Ten  or more years ago I was struggling to learn how to identify female and juvenile hummingbirds. It wasn't easy then, and it's only slightly easier now. 

For the past eighteen years I've kept a daily journal of what bird species I see at my oasis every day. In the year 2000 I had two Costa's at the oasis, one in September, and the other in December. With sketches accompanied by terrible photos, the Texas Birds Record Committee eventually accepted those sightings as official. At that time, they were only the 8th and 9th documented Costa's for Texas.

8th Texas record Costa's

9th Texas record Costa's

Then throughout December of 2002 I recorded seeing Anna's Hummingbirds. On the 30th, I added the entry, "1 ANHU or COHU". The same for the following day. At some point during the next few days I was pretty certain it was a Costa's and reported it to someone. I don't remember to whom, but it was before I had a computer or used the internet.

On January 4, 2003, I photographed the bird with whatever film camera I had at the time. Around that same time,  I was contacted by Eric Carpenter, who was doing a Texas Big Year that year, had heard about my Costa's, and wanted to come add it to his year list. He arrived on the evening of the 5th, spent the night in my guesthouse, and did not locate the bird the following day. I had seen it the previous day, but when Eric was there the weather had turned bitterly cold and windy.

All we saw that day were Anna's. I was pretty positive none were the same bird I had been calling a Costa's. No one but me ever saw the purported Costa's. Time passed, and my hectic life sped forward. At some point I sent my film off to some lab, and by the time I got it back, I had probably talked myself out of it being a Costa's. Both the 2000 year birds had purple gorget feathers, but in different parts of the throat, so that I knew they were different individuals, and were easy to identify. There were no purple gorget feathers on the 2002-2003 bird. I simply wasn't knowledgeable or confident enough to pursue the matter. 

 As was my habit at that time, when I photographed a bird whose picture I wanted to paste into my day journal, I left an empty place to add it later when it came back from the lab, with a notation of which species is to fill that space. In the case of this bird, I just sketched a hummer at a feeder to remind me. I had written "Costa's Hummingbird" as the page title, but at a later point changed that to "Broad-tailed." I'll explain. After all, no serious birder could mistake that bird for a Broad-tailed. That's what led me to "reopen the case."

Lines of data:
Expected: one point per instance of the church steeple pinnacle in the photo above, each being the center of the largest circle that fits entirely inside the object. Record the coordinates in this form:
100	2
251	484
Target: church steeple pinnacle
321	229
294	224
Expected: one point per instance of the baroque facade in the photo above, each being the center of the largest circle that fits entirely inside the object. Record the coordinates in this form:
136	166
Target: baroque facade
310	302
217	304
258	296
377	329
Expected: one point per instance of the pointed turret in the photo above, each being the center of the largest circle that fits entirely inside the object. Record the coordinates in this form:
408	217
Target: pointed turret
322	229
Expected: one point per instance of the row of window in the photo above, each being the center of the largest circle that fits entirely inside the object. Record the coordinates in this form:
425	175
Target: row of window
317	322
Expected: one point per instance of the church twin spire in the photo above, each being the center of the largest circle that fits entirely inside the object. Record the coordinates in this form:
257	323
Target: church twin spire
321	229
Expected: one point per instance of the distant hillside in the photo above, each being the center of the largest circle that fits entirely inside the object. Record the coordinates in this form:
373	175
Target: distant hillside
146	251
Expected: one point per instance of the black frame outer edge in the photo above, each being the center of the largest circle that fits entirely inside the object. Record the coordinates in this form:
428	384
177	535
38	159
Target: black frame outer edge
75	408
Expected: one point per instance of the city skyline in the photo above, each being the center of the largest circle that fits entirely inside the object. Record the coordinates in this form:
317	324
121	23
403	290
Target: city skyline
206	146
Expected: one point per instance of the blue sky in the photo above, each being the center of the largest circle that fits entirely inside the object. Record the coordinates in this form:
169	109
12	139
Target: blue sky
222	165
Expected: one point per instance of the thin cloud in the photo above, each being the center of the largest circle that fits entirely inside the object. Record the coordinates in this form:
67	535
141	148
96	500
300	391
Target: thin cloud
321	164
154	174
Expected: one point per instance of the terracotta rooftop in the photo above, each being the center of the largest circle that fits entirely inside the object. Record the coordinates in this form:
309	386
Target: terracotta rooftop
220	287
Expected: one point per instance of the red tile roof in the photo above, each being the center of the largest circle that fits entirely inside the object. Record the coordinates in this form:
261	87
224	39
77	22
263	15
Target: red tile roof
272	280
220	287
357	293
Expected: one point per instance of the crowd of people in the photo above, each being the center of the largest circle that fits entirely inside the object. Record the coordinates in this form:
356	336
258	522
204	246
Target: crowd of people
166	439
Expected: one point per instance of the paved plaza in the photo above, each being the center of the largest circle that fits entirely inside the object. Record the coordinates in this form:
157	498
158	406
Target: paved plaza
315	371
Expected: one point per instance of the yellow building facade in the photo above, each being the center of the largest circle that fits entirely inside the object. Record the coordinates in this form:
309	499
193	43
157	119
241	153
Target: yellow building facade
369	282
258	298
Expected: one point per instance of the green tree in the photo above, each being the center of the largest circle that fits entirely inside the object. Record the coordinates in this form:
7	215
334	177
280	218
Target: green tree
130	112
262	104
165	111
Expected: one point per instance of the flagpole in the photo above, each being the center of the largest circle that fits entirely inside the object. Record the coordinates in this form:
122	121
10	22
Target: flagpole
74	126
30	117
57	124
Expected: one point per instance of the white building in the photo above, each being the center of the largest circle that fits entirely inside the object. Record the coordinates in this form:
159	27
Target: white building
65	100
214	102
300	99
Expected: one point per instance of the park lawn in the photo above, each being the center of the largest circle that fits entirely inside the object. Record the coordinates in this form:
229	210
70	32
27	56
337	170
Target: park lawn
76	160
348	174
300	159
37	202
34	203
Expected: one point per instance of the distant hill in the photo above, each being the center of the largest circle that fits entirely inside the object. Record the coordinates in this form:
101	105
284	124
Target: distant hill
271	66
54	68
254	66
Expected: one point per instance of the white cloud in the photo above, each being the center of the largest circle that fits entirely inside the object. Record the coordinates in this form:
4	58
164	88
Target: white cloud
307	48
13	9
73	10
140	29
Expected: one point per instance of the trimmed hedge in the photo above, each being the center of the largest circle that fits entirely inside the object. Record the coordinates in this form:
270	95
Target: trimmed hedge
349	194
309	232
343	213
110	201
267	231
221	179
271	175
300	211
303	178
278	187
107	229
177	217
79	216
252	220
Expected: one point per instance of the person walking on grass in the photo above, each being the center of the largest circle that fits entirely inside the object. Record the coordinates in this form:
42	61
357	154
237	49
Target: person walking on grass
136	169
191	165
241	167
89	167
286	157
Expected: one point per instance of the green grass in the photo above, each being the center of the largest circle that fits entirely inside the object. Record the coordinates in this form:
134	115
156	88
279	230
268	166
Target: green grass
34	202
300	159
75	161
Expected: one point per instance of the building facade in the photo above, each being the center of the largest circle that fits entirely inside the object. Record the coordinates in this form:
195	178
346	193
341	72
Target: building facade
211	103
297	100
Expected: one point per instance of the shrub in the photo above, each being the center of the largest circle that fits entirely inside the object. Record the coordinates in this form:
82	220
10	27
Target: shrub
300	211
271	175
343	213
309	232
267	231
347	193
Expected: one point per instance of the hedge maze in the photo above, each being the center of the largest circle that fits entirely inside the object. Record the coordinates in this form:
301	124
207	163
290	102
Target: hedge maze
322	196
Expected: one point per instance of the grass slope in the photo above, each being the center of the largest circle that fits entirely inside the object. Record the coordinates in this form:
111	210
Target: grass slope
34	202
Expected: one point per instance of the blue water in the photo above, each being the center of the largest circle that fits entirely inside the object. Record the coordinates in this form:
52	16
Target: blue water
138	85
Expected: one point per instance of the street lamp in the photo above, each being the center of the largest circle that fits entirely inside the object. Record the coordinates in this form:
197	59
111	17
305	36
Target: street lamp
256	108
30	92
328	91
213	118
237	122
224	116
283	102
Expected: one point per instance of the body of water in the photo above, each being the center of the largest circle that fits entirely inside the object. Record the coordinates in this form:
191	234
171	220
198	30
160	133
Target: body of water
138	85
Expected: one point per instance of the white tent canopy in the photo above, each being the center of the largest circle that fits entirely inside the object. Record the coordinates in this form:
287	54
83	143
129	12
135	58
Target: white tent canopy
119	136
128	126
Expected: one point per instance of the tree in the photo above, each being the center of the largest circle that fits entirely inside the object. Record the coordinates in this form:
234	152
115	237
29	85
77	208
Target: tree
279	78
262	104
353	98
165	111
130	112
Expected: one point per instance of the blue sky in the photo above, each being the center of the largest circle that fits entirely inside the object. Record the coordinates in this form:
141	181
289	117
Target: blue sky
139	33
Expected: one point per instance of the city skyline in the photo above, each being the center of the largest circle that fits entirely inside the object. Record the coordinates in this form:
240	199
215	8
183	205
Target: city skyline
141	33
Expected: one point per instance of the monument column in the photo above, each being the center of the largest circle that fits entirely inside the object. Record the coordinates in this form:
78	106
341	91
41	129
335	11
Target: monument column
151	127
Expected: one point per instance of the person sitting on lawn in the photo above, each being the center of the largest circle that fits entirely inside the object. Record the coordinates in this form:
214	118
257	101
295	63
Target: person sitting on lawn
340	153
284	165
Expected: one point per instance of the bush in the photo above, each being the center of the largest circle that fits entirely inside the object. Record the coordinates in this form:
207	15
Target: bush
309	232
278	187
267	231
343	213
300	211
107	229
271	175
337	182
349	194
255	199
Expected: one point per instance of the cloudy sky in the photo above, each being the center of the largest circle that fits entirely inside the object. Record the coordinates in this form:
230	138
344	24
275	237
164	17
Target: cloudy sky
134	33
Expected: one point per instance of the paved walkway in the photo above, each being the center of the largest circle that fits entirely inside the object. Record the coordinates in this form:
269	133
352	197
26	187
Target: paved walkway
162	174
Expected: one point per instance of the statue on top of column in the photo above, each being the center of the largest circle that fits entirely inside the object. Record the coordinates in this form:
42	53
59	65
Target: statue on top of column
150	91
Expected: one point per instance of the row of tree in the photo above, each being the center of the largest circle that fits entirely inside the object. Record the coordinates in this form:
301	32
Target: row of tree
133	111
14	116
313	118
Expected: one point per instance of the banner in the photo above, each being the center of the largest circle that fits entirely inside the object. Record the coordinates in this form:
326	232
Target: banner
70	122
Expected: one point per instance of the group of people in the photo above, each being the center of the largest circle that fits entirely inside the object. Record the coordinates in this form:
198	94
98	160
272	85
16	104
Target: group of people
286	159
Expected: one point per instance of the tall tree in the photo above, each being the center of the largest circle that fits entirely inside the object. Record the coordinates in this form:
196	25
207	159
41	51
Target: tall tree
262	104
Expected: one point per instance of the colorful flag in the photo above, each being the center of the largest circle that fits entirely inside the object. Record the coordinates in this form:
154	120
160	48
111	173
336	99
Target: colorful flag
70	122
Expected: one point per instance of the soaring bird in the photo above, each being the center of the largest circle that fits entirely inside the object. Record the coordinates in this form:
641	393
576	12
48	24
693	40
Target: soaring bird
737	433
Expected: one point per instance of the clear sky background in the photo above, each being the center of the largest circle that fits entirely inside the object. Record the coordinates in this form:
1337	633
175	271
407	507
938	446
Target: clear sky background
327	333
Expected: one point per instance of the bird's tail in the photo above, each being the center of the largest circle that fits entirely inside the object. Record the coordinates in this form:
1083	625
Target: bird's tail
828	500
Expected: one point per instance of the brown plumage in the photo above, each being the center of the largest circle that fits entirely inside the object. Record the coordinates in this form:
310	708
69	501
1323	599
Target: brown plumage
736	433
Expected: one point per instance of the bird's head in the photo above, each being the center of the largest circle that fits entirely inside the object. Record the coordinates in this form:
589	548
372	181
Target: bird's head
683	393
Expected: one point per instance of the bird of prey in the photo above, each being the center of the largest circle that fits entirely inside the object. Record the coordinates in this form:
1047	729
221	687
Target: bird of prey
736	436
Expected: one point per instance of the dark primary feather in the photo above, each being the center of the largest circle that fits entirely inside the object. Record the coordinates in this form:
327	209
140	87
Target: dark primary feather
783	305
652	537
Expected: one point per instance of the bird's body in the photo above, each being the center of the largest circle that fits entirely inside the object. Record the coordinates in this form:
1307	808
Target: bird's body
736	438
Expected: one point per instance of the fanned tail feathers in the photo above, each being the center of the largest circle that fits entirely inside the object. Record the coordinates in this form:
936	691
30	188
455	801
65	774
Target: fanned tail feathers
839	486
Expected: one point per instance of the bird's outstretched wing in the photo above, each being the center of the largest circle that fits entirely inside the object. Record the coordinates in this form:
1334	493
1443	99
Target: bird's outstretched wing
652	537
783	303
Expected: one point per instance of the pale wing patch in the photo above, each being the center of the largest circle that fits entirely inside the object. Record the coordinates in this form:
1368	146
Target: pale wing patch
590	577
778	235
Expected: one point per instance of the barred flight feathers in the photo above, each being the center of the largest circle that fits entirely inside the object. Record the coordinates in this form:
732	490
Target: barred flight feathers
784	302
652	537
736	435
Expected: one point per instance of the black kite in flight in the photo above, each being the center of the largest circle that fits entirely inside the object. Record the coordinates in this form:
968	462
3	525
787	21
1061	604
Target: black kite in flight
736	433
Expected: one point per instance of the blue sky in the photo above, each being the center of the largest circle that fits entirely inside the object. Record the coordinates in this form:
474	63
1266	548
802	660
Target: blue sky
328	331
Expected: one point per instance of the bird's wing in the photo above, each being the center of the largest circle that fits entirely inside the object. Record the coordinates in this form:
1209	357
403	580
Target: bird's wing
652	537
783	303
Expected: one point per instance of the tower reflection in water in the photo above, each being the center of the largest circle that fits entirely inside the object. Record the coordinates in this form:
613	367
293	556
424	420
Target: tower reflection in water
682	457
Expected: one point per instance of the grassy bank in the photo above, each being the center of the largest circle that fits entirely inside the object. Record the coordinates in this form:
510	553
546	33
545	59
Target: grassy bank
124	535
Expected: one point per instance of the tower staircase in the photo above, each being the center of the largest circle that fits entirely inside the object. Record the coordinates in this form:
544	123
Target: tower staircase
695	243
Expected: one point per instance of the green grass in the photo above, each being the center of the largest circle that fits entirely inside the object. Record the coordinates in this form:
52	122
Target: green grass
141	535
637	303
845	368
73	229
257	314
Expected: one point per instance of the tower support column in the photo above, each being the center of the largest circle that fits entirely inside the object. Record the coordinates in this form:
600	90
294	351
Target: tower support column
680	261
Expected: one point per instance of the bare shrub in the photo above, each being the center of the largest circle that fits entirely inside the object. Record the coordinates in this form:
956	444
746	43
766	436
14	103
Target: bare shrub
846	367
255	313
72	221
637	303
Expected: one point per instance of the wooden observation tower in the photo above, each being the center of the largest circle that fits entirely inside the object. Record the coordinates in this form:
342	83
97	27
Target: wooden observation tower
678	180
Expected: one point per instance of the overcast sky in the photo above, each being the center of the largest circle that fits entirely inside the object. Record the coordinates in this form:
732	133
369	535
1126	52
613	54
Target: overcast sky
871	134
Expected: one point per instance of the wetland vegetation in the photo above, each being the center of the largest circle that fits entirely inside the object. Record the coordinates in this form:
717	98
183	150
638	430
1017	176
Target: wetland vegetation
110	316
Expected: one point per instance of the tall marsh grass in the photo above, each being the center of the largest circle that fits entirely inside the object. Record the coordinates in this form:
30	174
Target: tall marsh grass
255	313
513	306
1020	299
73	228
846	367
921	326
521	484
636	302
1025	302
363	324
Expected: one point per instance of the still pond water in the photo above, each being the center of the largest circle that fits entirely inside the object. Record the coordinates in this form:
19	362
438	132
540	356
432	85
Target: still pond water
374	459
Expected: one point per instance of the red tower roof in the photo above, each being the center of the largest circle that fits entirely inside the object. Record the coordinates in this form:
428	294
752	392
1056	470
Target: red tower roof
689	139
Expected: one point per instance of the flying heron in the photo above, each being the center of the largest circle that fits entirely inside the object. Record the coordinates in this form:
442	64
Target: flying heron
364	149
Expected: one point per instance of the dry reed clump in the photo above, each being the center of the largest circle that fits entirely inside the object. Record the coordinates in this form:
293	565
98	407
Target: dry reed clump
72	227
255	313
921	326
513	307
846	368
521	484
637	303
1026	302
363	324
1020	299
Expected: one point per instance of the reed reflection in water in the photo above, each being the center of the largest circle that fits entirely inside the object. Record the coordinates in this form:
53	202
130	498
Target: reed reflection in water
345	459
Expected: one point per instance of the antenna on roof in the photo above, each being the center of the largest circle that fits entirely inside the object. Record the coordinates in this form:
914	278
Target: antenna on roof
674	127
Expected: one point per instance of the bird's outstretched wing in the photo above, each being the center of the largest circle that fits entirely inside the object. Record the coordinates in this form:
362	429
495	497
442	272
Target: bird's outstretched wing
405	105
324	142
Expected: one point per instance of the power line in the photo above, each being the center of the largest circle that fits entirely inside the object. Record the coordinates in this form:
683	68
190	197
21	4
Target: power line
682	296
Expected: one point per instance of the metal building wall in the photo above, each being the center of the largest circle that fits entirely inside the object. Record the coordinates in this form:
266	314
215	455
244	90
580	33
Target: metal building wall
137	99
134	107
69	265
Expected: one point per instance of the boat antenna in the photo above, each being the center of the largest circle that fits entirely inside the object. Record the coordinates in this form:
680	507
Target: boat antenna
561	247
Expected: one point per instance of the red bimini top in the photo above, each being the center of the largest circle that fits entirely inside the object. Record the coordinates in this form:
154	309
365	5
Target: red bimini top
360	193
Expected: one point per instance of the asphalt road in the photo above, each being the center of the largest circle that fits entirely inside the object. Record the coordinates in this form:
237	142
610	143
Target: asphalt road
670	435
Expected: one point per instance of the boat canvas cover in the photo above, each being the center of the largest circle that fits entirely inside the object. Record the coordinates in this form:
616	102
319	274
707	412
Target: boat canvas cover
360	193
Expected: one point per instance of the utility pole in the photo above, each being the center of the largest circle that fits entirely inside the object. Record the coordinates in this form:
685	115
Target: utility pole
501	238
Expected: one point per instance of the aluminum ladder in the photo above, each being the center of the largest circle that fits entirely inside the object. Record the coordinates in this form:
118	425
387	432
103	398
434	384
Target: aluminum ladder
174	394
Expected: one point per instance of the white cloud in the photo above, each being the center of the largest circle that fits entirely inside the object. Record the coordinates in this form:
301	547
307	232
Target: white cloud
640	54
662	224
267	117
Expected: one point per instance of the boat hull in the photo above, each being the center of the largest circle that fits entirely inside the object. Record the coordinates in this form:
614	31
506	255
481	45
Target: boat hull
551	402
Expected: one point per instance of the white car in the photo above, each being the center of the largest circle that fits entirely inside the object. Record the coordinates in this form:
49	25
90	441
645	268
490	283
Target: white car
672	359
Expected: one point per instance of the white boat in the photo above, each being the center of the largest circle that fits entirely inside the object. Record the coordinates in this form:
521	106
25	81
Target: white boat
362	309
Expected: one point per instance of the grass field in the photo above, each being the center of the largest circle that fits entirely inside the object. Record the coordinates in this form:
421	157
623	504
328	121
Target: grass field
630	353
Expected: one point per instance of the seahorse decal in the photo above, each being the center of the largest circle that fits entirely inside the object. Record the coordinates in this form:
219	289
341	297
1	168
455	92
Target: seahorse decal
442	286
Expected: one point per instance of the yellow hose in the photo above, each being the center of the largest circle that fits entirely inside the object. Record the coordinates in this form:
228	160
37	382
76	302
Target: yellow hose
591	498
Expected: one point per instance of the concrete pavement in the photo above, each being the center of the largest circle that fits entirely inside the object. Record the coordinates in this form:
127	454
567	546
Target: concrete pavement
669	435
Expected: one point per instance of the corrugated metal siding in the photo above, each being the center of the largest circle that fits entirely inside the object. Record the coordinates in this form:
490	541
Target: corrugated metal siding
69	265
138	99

> [Prompt] Retype the hummingbird journal passage from "9th Texas record" to "used the internet.", word for word.

> [Final result]
9th Texas record Costa's

Then throughout December of 2002 I recorded seeing Anna's Hummingbirds. On the 30th, I added the entry, "1 ANHU or COHU". The same for the following day. At some point during the next few days I was pretty certain it was a Costa's and reported it to someone. I don't remember to whom, but it was before I had a computer or used the internet.